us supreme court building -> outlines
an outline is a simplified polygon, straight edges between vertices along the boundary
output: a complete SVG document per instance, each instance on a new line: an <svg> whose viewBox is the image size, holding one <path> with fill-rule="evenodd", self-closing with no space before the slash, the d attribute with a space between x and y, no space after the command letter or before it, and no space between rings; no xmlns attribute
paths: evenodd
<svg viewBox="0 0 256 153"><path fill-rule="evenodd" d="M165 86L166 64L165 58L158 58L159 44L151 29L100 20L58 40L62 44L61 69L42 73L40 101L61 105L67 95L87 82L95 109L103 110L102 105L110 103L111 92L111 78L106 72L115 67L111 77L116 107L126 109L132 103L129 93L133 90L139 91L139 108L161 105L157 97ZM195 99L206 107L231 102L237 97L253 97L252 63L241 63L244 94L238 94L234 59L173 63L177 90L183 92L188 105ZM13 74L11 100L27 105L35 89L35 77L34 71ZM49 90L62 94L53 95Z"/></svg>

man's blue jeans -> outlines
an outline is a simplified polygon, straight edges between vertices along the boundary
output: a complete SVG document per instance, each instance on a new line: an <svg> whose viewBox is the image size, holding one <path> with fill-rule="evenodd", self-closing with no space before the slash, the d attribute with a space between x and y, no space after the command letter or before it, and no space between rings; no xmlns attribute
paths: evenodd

++++++++

What to produce: Edit the listing above so that every occurrence of "simplified polygon" reads "reduced polygon", leaving all other text unchanged.

Solution to the problem:
us supreme court building -> outlines
an outline is a reduced polygon, straight edges between vertices along the boundary
output: a complete SVG document per instance, each instance on a new line: an <svg> whose viewBox is the image size, holding one <path> with fill-rule="evenodd", self-closing with no space before the slash, the d attribute with a space between x and y, no space after the command letter or before it, and no space between rings; no xmlns attribute
paths: evenodd
<svg viewBox="0 0 256 153"><path fill-rule="evenodd" d="M165 86L166 64L165 58L158 58L159 44L151 29L100 20L58 40L62 44L61 69L42 73L40 101L61 105L67 95L87 82L95 109L103 110L102 105L110 103L111 92L111 78L106 72L115 67L111 77L116 107L126 109L132 103L129 93L133 90L139 91L139 108L161 105L157 97ZM195 99L206 107L231 102L237 97L253 97L252 63L241 63L244 94L238 94L234 59L173 63L177 90L183 92L188 105ZM13 74L11 100L27 105L35 89L35 77L34 71ZM49 90L62 94L53 95Z"/></svg>

man's blue jeans -> outlines
an outline is a reduced polygon, straight edges between vertices along the boundary
output: a complete SVG document per instance, each instance on a new line: an <svg> whose viewBox is the image size, holding one <path> with fill-rule="evenodd", self-closing with no space before the slash, the d attribute with a space between x and y, no space after the command letter or before it, and no space between rings; no xmlns attribute
paths: evenodd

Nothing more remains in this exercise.